_What you should do:_
Using the entries below, restate word for word only the lines from the one with "Look at the photograph above. For each instance of the short" to the final line, leaving the pictures out.

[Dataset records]
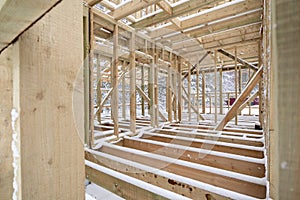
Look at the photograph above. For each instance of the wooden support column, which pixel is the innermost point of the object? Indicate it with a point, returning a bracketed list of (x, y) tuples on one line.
[(132, 73), (221, 90), (42, 135), (216, 97), (235, 80), (239, 101), (123, 91), (285, 72), (169, 90), (99, 86), (155, 59), (86, 75), (203, 93), (91, 78), (143, 87), (189, 90), (197, 91), (179, 89), (151, 89), (114, 74)]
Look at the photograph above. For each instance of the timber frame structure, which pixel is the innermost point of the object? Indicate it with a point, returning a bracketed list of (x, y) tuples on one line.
[(133, 96)]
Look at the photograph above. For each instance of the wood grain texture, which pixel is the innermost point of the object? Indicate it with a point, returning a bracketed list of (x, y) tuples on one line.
[(287, 96), (6, 105), (52, 151)]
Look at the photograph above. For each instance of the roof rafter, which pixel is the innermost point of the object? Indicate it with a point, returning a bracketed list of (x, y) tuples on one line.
[(131, 7), (178, 10)]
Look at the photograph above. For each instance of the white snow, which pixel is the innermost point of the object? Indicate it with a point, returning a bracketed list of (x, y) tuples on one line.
[(16, 153)]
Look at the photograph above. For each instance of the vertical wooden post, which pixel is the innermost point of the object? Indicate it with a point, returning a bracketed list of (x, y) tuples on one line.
[(143, 88), (132, 73), (216, 97), (114, 74), (86, 75), (203, 93), (91, 78), (45, 108), (123, 92), (99, 86), (156, 56), (197, 91), (236, 80), (151, 88), (179, 89), (169, 90), (174, 89), (221, 90), (189, 90)]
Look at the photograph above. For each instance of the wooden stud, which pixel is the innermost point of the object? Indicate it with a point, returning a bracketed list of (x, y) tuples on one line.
[(99, 86), (215, 95), (189, 91), (123, 92), (239, 101), (132, 73), (203, 93)]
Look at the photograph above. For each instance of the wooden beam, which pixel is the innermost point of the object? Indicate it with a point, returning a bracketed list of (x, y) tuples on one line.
[(17, 16), (93, 2), (109, 93), (130, 8), (6, 137), (285, 72), (165, 6), (132, 73), (46, 90), (240, 100), (114, 74), (210, 15), (238, 59), (145, 97), (180, 9), (249, 100)]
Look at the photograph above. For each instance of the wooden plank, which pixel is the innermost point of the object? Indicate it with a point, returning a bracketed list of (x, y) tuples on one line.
[(114, 78), (17, 16), (203, 93), (6, 134), (238, 59), (109, 180), (180, 9), (165, 6), (286, 85), (145, 97), (189, 91), (191, 155), (216, 13), (131, 7), (180, 169), (91, 79), (132, 74), (49, 89), (93, 2), (241, 98)]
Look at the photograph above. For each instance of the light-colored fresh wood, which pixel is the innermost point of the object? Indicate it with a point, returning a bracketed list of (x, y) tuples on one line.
[(114, 74), (17, 16), (51, 103), (6, 133), (132, 74), (241, 98)]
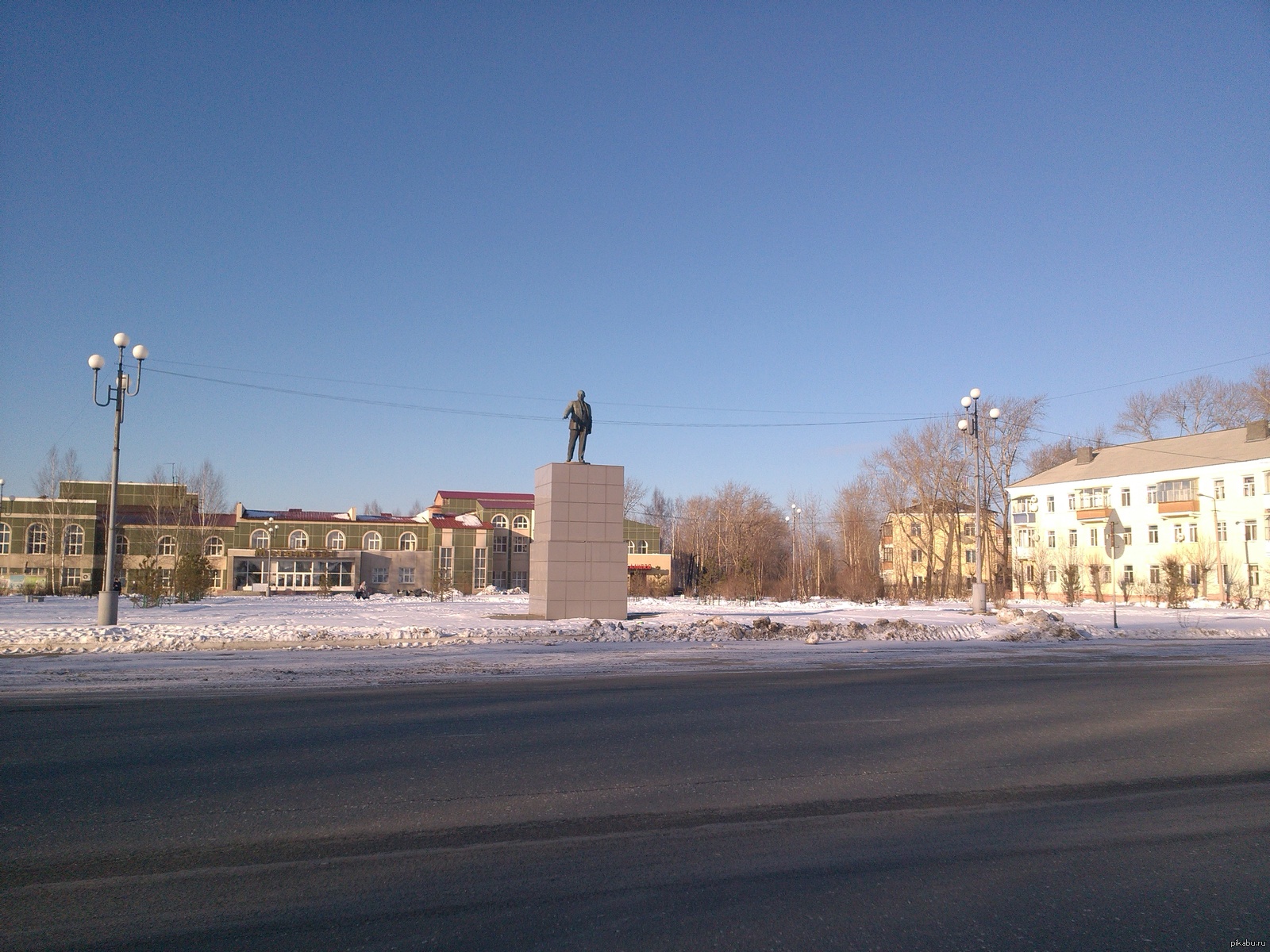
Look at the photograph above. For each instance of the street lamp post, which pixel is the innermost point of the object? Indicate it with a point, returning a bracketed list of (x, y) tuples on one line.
[(969, 425), (108, 600)]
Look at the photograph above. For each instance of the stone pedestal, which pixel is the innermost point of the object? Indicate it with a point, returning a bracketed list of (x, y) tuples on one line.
[(578, 559)]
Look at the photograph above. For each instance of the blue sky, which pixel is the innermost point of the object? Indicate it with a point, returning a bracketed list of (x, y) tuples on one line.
[(765, 213)]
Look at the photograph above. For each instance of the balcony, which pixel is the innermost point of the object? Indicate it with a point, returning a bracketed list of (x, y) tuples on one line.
[(1099, 514), (1179, 507)]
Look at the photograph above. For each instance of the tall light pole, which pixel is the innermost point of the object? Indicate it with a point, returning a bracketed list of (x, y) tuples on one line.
[(969, 425), (108, 600)]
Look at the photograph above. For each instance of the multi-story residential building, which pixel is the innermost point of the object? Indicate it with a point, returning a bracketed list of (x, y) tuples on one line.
[(465, 541), (1202, 499), (931, 554)]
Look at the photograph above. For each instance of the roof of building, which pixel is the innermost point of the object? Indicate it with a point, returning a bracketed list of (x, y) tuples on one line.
[(1213, 448), (491, 501), (460, 522), (311, 516)]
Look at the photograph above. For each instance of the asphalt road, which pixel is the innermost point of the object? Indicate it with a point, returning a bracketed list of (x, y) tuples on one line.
[(1054, 808)]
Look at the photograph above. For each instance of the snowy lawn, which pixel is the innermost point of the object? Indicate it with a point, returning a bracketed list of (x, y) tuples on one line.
[(235, 641)]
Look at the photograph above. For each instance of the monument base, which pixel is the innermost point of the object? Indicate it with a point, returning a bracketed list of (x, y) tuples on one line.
[(578, 558)]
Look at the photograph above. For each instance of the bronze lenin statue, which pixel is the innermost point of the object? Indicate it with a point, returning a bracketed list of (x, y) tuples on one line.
[(578, 413)]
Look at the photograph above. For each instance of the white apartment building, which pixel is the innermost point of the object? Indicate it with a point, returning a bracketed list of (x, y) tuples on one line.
[(1203, 499)]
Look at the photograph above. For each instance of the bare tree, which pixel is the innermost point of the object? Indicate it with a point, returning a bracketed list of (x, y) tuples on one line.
[(634, 493), (1257, 389), (1143, 416), (56, 469)]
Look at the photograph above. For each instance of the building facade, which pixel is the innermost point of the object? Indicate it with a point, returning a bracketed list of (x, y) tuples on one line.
[(933, 554), (1203, 501), (465, 541)]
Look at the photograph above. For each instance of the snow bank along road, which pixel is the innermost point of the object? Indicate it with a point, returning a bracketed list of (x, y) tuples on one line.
[(298, 640), (1057, 806)]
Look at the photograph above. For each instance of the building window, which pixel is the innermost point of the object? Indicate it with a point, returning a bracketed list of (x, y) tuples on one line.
[(73, 541), (1094, 498), (37, 539)]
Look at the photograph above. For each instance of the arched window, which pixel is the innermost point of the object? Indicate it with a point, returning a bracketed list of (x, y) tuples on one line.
[(73, 541), (37, 539)]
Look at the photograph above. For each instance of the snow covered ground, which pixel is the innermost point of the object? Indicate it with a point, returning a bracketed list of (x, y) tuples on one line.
[(238, 641)]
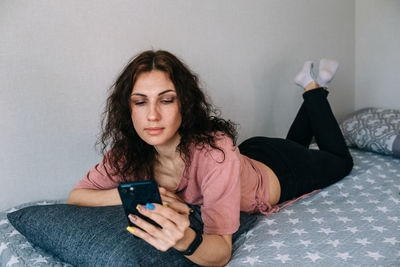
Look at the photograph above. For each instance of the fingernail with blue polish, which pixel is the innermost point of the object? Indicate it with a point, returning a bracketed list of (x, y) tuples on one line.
[(150, 206)]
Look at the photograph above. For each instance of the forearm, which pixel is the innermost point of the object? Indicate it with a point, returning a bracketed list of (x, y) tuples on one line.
[(91, 197), (215, 250)]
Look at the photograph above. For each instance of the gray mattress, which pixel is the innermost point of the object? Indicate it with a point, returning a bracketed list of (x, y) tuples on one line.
[(352, 223)]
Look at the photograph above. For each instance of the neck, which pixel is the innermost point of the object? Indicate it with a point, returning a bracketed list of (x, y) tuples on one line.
[(168, 151)]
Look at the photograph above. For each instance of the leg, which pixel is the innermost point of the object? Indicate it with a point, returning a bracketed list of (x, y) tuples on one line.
[(299, 170), (300, 131), (323, 123)]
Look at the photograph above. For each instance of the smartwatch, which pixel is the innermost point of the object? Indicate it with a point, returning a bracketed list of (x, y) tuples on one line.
[(194, 245)]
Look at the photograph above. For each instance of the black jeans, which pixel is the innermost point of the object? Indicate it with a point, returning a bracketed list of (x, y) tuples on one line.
[(301, 170)]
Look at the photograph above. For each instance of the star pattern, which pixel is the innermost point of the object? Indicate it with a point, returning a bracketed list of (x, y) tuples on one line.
[(355, 220)]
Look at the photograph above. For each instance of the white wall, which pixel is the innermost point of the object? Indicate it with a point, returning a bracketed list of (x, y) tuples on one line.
[(57, 59), (377, 53)]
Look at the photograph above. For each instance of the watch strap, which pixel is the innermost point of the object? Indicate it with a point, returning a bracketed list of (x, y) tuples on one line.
[(195, 244)]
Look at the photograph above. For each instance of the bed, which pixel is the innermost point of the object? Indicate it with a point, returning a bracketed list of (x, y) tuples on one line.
[(354, 222)]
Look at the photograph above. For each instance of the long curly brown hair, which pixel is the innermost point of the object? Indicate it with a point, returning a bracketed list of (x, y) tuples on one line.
[(125, 151)]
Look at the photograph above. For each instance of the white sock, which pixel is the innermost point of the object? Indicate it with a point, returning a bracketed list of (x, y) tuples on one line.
[(305, 76), (326, 71)]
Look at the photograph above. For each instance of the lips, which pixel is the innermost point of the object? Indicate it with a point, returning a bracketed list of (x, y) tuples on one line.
[(154, 130)]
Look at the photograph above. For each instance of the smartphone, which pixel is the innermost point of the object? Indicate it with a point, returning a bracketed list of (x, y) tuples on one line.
[(136, 193)]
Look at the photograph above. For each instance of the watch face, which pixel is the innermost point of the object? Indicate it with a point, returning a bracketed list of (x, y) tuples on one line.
[(195, 244)]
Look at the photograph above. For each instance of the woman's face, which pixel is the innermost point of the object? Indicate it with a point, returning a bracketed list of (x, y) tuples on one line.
[(155, 109)]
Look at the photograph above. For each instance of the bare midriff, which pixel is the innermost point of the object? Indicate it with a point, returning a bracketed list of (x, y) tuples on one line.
[(274, 186)]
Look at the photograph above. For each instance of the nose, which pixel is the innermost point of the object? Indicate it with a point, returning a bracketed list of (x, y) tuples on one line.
[(153, 113)]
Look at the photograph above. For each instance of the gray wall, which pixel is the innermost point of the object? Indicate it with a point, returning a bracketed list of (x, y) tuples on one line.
[(377, 53), (58, 58)]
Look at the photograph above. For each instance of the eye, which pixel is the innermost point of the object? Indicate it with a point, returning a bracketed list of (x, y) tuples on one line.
[(138, 102), (168, 100)]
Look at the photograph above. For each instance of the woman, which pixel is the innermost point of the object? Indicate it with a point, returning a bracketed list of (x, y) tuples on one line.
[(158, 125)]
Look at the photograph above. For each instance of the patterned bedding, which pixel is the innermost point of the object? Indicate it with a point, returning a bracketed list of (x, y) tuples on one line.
[(352, 223)]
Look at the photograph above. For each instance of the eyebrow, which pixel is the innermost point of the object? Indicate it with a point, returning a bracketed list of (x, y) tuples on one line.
[(163, 92)]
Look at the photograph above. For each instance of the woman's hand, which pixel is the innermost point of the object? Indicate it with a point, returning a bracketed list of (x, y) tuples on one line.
[(174, 224), (171, 200)]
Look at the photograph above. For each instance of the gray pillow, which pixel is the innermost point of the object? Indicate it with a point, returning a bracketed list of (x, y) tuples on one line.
[(97, 236), (373, 129)]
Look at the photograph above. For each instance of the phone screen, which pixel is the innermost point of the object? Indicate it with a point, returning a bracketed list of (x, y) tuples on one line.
[(136, 193)]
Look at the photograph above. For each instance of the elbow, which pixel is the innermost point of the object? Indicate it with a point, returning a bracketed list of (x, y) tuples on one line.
[(226, 259), (72, 200)]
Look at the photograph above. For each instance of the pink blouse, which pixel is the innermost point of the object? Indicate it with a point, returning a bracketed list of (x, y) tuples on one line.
[(222, 186)]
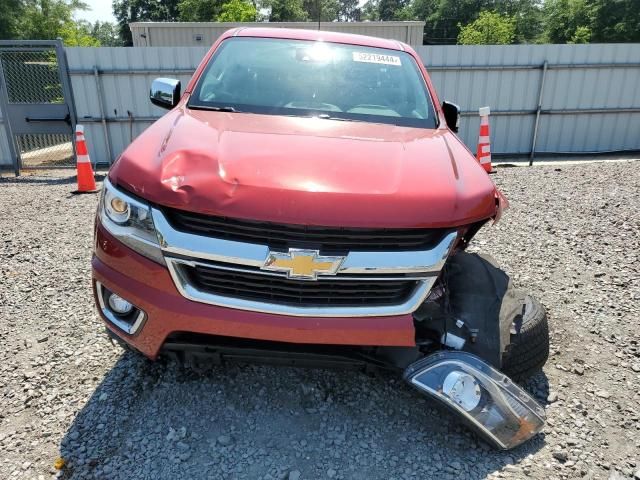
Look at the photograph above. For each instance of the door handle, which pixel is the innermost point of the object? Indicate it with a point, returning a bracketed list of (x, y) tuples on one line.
[(66, 119)]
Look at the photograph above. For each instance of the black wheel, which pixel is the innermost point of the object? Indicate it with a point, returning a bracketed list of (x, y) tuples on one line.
[(528, 350)]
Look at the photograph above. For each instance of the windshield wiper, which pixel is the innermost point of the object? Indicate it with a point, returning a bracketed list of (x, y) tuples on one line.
[(326, 116), (215, 109)]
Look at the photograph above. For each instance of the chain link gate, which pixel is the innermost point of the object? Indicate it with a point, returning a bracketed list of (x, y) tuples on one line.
[(37, 104)]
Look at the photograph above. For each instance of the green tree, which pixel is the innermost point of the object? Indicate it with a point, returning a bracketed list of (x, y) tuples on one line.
[(78, 34), (489, 29), (329, 10), (237, 11), (349, 11), (47, 19), (581, 35), (10, 13), (614, 21), (391, 9), (106, 33), (287, 11), (128, 11), (370, 11), (444, 17), (563, 18), (199, 10)]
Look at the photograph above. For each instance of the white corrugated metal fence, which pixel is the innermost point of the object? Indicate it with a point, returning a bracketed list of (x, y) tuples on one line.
[(590, 101)]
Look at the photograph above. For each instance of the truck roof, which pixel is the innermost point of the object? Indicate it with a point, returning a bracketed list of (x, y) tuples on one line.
[(301, 34)]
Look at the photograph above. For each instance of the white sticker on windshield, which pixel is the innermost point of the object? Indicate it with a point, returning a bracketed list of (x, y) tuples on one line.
[(376, 58)]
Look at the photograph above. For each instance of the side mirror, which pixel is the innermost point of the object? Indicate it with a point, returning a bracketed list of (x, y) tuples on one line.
[(451, 115), (165, 92)]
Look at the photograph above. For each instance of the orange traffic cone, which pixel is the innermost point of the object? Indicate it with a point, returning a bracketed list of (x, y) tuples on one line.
[(86, 180), (484, 141)]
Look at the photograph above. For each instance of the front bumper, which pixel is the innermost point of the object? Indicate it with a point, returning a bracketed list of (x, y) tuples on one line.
[(150, 287)]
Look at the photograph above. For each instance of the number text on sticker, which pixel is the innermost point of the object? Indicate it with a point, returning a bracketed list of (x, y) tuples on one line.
[(376, 58)]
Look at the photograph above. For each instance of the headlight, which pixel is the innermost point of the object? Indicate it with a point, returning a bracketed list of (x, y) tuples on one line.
[(488, 401), (130, 221)]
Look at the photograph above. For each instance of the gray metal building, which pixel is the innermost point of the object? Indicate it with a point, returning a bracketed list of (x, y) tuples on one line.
[(187, 34)]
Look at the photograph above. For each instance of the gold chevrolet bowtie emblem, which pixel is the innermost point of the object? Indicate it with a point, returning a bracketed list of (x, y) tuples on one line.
[(303, 264)]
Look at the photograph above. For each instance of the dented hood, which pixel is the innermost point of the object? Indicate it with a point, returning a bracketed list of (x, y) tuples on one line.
[(306, 171)]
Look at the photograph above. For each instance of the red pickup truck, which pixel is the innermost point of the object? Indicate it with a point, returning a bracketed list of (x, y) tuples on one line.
[(307, 202)]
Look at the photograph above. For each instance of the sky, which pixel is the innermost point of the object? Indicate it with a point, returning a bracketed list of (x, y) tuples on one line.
[(98, 10)]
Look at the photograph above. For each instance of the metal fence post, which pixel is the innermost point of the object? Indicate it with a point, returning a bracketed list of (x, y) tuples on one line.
[(538, 109), (103, 118)]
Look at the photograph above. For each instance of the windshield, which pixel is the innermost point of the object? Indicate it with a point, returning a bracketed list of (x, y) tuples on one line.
[(308, 78)]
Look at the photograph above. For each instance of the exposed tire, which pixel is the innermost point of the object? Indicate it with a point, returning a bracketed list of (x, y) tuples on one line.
[(529, 347)]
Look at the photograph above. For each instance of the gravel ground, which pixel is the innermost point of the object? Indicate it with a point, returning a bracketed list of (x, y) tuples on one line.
[(572, 236)]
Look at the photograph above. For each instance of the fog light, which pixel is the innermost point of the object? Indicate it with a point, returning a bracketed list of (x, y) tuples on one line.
[(119, 305), (487, 400), (462, 389)]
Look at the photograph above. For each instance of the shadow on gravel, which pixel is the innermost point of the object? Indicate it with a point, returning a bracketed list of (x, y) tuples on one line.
[(35, 178), (158, 420)]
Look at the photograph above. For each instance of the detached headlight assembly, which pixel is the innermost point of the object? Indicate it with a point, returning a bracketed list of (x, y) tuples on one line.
[(130, 221), (486, 400)]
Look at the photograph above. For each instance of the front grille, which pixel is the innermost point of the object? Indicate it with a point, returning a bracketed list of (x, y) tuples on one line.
[(329, 240), (284, 291)]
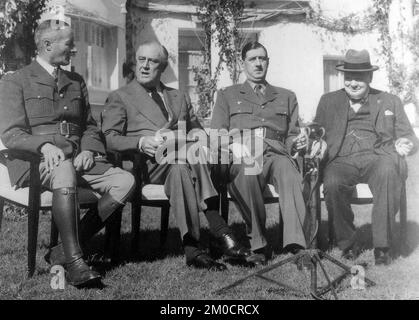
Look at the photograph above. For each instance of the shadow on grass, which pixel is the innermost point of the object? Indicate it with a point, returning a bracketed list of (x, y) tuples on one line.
[(364, 237)]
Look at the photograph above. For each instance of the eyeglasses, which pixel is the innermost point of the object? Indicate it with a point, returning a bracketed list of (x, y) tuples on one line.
[(150, 61)]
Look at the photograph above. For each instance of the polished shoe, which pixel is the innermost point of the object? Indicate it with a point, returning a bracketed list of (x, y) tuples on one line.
[(352, 252), (204, 261), (382, 256), (80, 275), (231, 248)]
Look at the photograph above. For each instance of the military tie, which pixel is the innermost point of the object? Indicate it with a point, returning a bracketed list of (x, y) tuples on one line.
[(55, 73), (258, 91), (156, 97)]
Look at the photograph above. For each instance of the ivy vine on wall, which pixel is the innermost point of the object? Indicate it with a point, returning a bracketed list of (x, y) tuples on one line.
[(219, 20), (18, 19)]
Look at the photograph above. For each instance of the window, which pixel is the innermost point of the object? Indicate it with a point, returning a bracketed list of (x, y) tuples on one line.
[(333, 79), (190, 55)]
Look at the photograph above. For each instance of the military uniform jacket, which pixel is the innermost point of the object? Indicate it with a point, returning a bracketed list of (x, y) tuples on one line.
[(238, 107), (387, 115), (130, 113), (30, 98)]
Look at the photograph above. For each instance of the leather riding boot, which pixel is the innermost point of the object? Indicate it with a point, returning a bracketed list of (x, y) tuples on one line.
[(65, 213), (92, 222)]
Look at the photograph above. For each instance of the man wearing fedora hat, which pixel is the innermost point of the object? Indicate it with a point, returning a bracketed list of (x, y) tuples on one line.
[(368, 135)]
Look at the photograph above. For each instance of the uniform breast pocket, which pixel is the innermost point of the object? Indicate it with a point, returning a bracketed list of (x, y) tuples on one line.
[(76, 101), (39, 105), (282, 117)]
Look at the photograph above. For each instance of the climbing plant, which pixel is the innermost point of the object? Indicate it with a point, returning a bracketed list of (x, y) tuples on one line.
[(219, 20), (17, 25)]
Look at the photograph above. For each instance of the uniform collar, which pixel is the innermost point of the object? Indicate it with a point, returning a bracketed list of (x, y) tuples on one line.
[(44, 64)]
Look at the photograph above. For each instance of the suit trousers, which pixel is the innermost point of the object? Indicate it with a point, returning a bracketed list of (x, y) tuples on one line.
[(247, 191), (381, 173), (187, 187)]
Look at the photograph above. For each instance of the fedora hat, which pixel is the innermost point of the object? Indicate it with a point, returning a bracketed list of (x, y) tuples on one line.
[(356, 61)]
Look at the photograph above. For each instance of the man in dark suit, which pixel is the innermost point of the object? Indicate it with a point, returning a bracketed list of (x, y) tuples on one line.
[(368, 135), (45, 110), (271, 114), (132, 121)]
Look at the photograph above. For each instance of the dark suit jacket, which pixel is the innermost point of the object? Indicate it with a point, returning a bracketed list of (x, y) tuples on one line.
[(31, 98), (239, 107), (130, 113), (387, 115)]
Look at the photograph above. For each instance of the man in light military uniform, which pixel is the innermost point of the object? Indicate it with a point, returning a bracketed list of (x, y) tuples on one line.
[(45, 110), (271, 113)]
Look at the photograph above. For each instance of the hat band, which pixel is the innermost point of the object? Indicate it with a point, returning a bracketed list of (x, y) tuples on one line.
[(357, 66)]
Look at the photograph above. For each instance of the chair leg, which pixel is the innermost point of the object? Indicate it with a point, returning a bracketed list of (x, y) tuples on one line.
[(331, 230), (54, 234), (164, 224), (1, 211), (403, 221), (135, 225), (113, 236), (33, 217)]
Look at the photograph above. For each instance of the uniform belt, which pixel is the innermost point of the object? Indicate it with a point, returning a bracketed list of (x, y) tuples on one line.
[(66, 129), (269, 133)]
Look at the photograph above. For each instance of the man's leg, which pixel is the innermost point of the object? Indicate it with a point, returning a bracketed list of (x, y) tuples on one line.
[(385, 183), (279, 170), (180, 187), (115, 186), (339, 184), (247, 191), (62, 181)]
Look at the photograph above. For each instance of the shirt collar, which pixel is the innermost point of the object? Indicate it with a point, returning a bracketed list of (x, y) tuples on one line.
[(44, 64), (254, 84)]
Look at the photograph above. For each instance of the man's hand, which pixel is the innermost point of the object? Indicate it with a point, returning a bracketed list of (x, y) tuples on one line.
[(299, 142), (150, 144), (84, 161), (239, 150), (52, 156), (318, 149), (403, 146)]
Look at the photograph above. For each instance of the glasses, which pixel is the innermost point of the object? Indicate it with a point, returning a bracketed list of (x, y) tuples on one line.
[(150, 61)]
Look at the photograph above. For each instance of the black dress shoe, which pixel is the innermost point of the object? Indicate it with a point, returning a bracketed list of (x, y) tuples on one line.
[(231, 247), (382, 256), (80, 275), (352, 252), (204, 261)]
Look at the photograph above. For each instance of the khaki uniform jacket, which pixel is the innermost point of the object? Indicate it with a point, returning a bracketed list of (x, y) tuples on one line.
[(31, 98), (238, 107)]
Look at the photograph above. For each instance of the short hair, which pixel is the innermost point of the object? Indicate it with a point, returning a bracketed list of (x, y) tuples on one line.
[(250, 46), (163, 51), (47, 29)]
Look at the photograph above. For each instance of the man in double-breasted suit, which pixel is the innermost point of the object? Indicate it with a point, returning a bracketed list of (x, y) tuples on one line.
[(271, 114), (45, 110), (368, 135), (132, 120)]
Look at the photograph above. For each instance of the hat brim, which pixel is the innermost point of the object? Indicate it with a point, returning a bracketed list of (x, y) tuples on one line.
[(340, 67)]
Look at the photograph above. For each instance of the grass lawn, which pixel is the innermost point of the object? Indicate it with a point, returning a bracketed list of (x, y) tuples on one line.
[(161, 273)]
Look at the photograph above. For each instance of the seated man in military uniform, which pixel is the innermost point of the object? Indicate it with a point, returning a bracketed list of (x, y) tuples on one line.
[(45, 110)]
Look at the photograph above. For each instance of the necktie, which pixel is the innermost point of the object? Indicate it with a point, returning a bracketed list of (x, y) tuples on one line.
[(258, 91), (55, 74), (156, 97)]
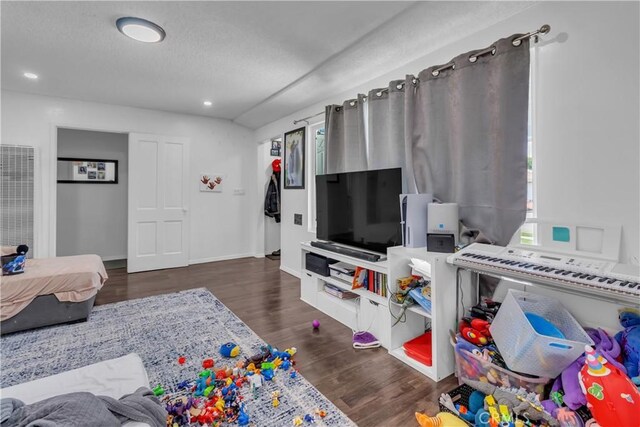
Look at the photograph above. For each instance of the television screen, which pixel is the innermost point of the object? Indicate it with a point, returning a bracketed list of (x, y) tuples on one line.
[(360, 208)]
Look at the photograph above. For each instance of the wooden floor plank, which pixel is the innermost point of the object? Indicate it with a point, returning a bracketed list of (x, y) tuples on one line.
[(370, 386)]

_The answer:_
Look at the photograph above. For each instance of the short hair, which pixel is the innermost point of the object? Indicate it with a point, returning a bracketed list of (x, y) tuples on one line.
[(250, 46), (163, 51), (47, 29)]
Look at the photograph above. For each instance of the man in double-breasted suit, which pixel is the innermost point of the object? Indicate it with a point, returning a bracketed list of (x, y) tuples on one line.
[(271, 114), (45, 110), (368, 135), (132, 120)]
Look at the photograph above. For each instance of the hat brim, which pixel is the innermost point of the object? Indicate it with a point, returning a bracketed list of (x, y) tuples on one line.
[(340, 67)]
Look at the photograph above. For each instance of the grass lawn, which pixel is the innermost point of the object? Indicate it with a point, returning a bracketed list of (x, y) tuples on one line.
[(161, 273)]
Look at the photograph above. For each instance of the seated man in military uniform, which pixel is the innermost point of the object? Indicate it with a point, returning a bracketed list of (x, y) tuples on one line.
[(45, 110)]
Look at the photograph above. For each instance of the necktie, which pixel is the innermost point of the object? Indicate it with a point, returning a bracketed list of (x, y) tuples on one line.
[(258, 91), (55, 74), (156, 97)]
Look at the photograph above. For each instance of the television screen, which pixel is the innermost point of the object? Indicate it with a point, returning a bracketed list of (x, y) tuples on one line.
[(360, 208)]
Look at the photograph above. For each instance of the wooden floor plank, which pixel is the innermost point of the object? Indicate it with a point, returning a bracketed list of (x, y) tuples on one line.
[(370, 386)]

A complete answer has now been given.